Every entry should be repeated exactly. Omit the pictures.

-- DATA TO PROCESS start --

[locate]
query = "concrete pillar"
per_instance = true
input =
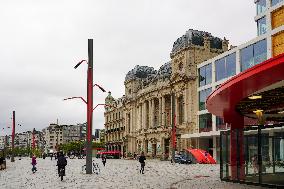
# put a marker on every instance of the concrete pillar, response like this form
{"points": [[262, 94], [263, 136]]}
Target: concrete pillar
{"points": [[151, 122], [271, 134], [236, 146], [163, 115], [141, 115], [186, 105], [215, 147], [160, 112]]}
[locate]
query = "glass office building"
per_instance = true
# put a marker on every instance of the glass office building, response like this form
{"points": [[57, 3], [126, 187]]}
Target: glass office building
{"points": [[213, 72]]}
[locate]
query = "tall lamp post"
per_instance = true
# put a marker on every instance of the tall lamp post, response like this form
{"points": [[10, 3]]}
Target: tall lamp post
{"points": [[89, 103], [13, 138]]}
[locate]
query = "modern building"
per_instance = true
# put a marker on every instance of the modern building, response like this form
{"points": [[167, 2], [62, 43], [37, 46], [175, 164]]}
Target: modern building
{"points": [[53, 137], [142, 119], [215, 71], [72, 133]]}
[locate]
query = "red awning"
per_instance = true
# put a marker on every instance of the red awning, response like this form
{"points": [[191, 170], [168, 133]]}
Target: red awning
{"points": [[202, 156], [223, 100]]}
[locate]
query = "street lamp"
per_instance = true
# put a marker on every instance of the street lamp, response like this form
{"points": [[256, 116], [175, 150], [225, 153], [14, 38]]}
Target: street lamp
{"points": [[89, 103]]}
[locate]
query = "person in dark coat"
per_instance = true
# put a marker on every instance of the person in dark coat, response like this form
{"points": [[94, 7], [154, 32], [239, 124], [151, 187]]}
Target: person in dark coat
{"points": [[104, 160], [142, 159], [61, 163]]}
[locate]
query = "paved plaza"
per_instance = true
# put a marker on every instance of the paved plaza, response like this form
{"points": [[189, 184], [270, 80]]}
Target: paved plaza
{"points": [[116, 174]]}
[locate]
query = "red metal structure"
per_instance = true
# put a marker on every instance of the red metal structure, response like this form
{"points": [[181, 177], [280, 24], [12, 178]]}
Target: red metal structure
{"points": [[223, 101], [201, 156]]}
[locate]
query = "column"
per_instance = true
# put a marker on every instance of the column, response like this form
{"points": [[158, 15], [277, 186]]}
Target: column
{"points": [[160, 112], [145, 115], [141, 116], [236, 148], [153, 113], [271, 134], [163, 115], [150, 113], [215, 147]]}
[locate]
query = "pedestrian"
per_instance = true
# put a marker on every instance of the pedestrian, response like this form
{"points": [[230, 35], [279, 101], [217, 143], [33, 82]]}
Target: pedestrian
{"points": [[254, 162], [142, 159], [61, 163], [104, 160], [34, 164]]}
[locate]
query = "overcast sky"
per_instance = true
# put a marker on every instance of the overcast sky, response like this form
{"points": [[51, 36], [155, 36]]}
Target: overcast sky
{"points": [[42, 40]]}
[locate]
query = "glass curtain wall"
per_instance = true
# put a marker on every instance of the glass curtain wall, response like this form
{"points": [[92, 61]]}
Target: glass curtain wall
{"points": [[202, 98], [260, 6], [225, 67], [205, 75], [261, 26], [275, 2], [205, 122], [253, 54]]}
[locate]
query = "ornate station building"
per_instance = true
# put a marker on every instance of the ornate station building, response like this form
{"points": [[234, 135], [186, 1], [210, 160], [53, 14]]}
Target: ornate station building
{"points": [[141, 120]]}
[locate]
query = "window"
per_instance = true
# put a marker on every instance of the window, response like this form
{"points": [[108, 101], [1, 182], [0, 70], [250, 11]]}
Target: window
{"points": [[205, 75], [225, 67], [261, 26], [274, 2], [260, 52], [260, 6], [253, 54], [202, 98], [205, 122], [180, 110]]}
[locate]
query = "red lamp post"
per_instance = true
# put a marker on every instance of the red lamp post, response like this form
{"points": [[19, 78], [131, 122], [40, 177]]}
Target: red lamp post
{"points": [[33, 139]]}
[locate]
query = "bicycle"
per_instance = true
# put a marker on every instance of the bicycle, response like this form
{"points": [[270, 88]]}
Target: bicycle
{"points": [[95, 166]]}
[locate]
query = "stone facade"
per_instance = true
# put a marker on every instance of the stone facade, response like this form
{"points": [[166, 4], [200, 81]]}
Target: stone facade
{"points": [[114, 123], [146, 107]]}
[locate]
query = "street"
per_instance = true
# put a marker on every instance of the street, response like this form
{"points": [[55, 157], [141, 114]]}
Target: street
{"points": [[116, 174]]}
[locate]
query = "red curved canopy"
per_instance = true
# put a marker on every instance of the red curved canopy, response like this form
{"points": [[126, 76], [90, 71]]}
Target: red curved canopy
{"points": [[223, 100], [202, 156]]}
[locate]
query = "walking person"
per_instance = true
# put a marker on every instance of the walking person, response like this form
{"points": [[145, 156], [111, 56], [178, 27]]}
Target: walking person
{"points": [[104, 160], [34, 164], [61, 163], [254, 161], [142, 159]]}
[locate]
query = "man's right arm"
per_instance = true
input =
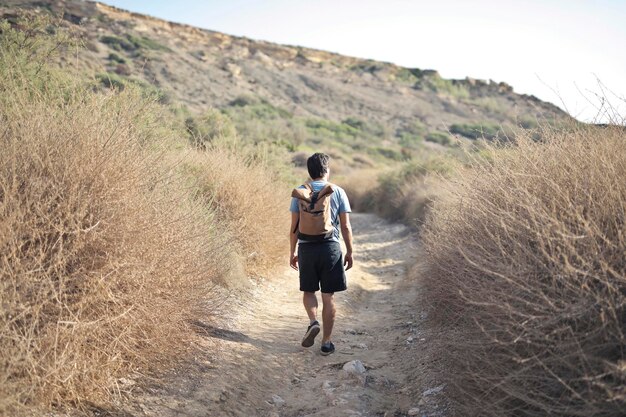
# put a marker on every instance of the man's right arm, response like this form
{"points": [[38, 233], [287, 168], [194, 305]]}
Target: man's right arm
{"points": [[346, 232], [293, 240]]}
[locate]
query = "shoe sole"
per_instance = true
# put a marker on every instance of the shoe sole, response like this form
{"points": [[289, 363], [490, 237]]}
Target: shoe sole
{"points": [[309, 337]]}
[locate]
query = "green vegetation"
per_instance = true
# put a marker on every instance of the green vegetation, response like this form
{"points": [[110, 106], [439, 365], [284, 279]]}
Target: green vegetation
{"points": [[210, 127], [121, 243], [258, 121], [118, 82]]}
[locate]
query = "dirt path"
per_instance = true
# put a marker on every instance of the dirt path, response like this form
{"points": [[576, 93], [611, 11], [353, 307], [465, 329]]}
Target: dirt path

-- DATA TO PROCESS end --

--- ANSWER TO THE PROBLEM ---
[locate]
query = "concrete pillar"
per_instance = true
input =
# put a marker on every instance of the concrete pillar, response like this form
{"points": [[262, 94], [263, 136]]}
Target: concrete pillar
{"points": [[151, 122], [271, 134], [236, 146], [163, 115], [141, 115], [186, 105], [215, 147], [160, 112]]}
[locate]
query = "glass office building"
per_instance = true
# put a marker on every instance of the glass office building, response like this form
{"points": [[57, 3], [126, 187]]}
Target: glass office building
{"points": [[213, 72]]}
[locate]
query = "tall lamp post"
per_instance = true
# put a marker on every instance of the tall lamp post, response like this form
{"points": [[10, 3]]}
Target: tall lamp post
{"points": [[89, 103], [13, 138]]}
[locate]
query = "modern building"
per_instance = true
# put a marker on every instance of the modern building, response like this form
{"points": [[167, 2], [62, 43], [37, 46], [175, 164]]}
Target: modern building
{"points": [[53, 137], [142, 119], [215, 71], [72, 133]]}
[locate]
query = "red awning"
per_instance = true
# put a marker on every instance of the red awning, response like this form
{"points": [[191, 170], [168, 133]]}
Target: red awning
{"points": [[202, 156], [223, 100]]}
[locate]
query = "street lamp"
per_instance = true
# put a marker on every instance of the street lamp, response like this form
{"points": [[256, 116], [175, 150], [225, 153], [14, 38]]}
Target: street lamp
{"points": [[89, 103]]}
[locate]
query = "person in dark coat"
per_instance = true
# put a marker on every instance of the person in dark coat, response like this form
{"points": [[94, 7], [154, 32], [239, 124], [151, 187]]}
Target: person in dark coat
{"points": [[104, 160], [142, 159], [61, 163]]}
[locate]
query = "paved plaza"
per_instance = true
# put a marker on every instance of the paved plaza, response like this form
{"points": [[189, 184], [270, 80]]}
Target: paved plaza
{"points": [[116, 174]]}
[locate]
query = "red metal structure"
per_instance = true
# put a marker on every instance of the red metal structure, response like this form
{"points": [[181, 177], [280, 24], [12, 178]]}
Target: red metal structure
{"points": [[223, 101], [201, 156]]}
[locate]
query = "column"
per_instance = true
# put a marker on every instance of the column, response like this form
{"points": [[158, 15], [277, 186]]}
Target: column
{"points": [[160, 112], [145, 115], [141, 116], [236, 148], [153, 113], [271, 134], [163, 115], [150, 113], [215, 147]]}
[locate]
query = "pedestrian"
per_instance = true
# put a marker on every instance of the pedestrian, response like this form
{"points": [[230, 35], [279, 101], [217, 143], [33, 82]]}
Target: pedestrian
{"points": [[254, 162], [142, 159], [61, 163], [104, 160], [34, 164]]}
[locate]
query = "overcast sky"
per_instance = true
# put a marker on every instance of the overcast sky, response like this form
{"points": [[51, 36], [155, 36]]}
Target: overcast sky
{"points": [[42, 40]]}
[locate]
query = "glass curtain wall"
per_instance = true
# put a marker on every instance of the glass curtain wall, response like this form
{"points": [[92, 61]]}
Target: glass curtain wall
{"points": [[202, 98], [260, 6], [225, 67], [205, 75], [261, 26], [275, 2], [205, 122], [253, 54]]}
[locate]
query = "ornate station building"
per_instance = true
# put a marker on every instance of the ornate station building, response like this form
{"points": [[234, 135], [186, 1], [210, 160], [53, 14]]}
Target: ornate station building
{"points": [[141, 120]]}
[locate]
query = "window"
per_instance = true
# put a marker on every instance of the window, response like this form
{"points": [[108, 101], [1, 182], [0, 70], [250, 11]]}
Target: window
{"points": [[205, 75], [225, 67], [261, 26], [274, 2], [260, 52], [260, 6], [253, 54], [202, 98], [205, 122], [180, 110]]}
[locate]
query = "red lamp post"
per_instance = true
# put a marker on every instance of the red lamp post, response like this form
{"points": [[19, 78], [131, 122], [40, 177]]}
Target: red lamp post
{"points": [[33, 139]]}
[locate]
query = "bicycle"
per_instance = true
# put a marker on every instance of the bicycle, response like this form
{"points": [[270, 88]]}
Target: bicycle
{"points": [[95, 166]]}
[locate]
query = "stone facade"
per_instance = true
# put a marker on every instance of the stone facade, response like this form
{"points": [[166, 4], [200, 81]]}
Target: stone facade
{"points": [[114, 123], [146, 107]]}
[locate]
query = "street"
per_instance = true
# put a marker on every instance of the street, response like this form
{"points": [[55, 157], [141, 114]]}
Target: street
{"points": [[116, 174]]}
[locate]
query = "red curved canopy"
per_instance = true
# put a marker on every instance of the red curved canopy, response like this form
{"points": [[126, 76], [90, 71]]}
Target: red curved canopy
{"points": [[223, 100], [202, 156]]}
[locate]
query = "walking person"
per_instance = true
# put a marker on every instance of the walking person, response like this form
{"points": [[145, 156], [111, 56], [178, 27]]}
Target: walking person
{"points": [[104, 160], [34, 164], [61, 163], [254, 161], [142, 159]]}
[locate]
query = "man's right arm"
per_instance = true
input =
# put a marker on every instance of the man's right arm, response like this form
{"points": [[38, 233], [287, 168], [194, 305]]}
Target: man's right arm
{"points": [[346, 232], [293, 240]]}
[locate]
query = "shoe sole"
per_instance = true
# put a marker on every instance of the shoe sole, response like this form
{"points": [[289, 363], [490, 237]]}
Target: shoe sole
{"points": [[309, 337]]}
[locate]
query = "green vegetation"
per_instance = true
# put a marker on every instance of the green vegetation, response like this form
{"points": [[110, 106], [439, 365], [284, 279]]}
Target: green vegetation
{"points": [[210, 127], [121, 243], [258, 121], [118, 82]]}
[locate]
query = "dirt path"
per_instance = true
# put a marker on every instance of the dirt path, response like this form
{"points": [[576, 93], [611, 11], [353, 307], [465, 329]]}
Target: dirt path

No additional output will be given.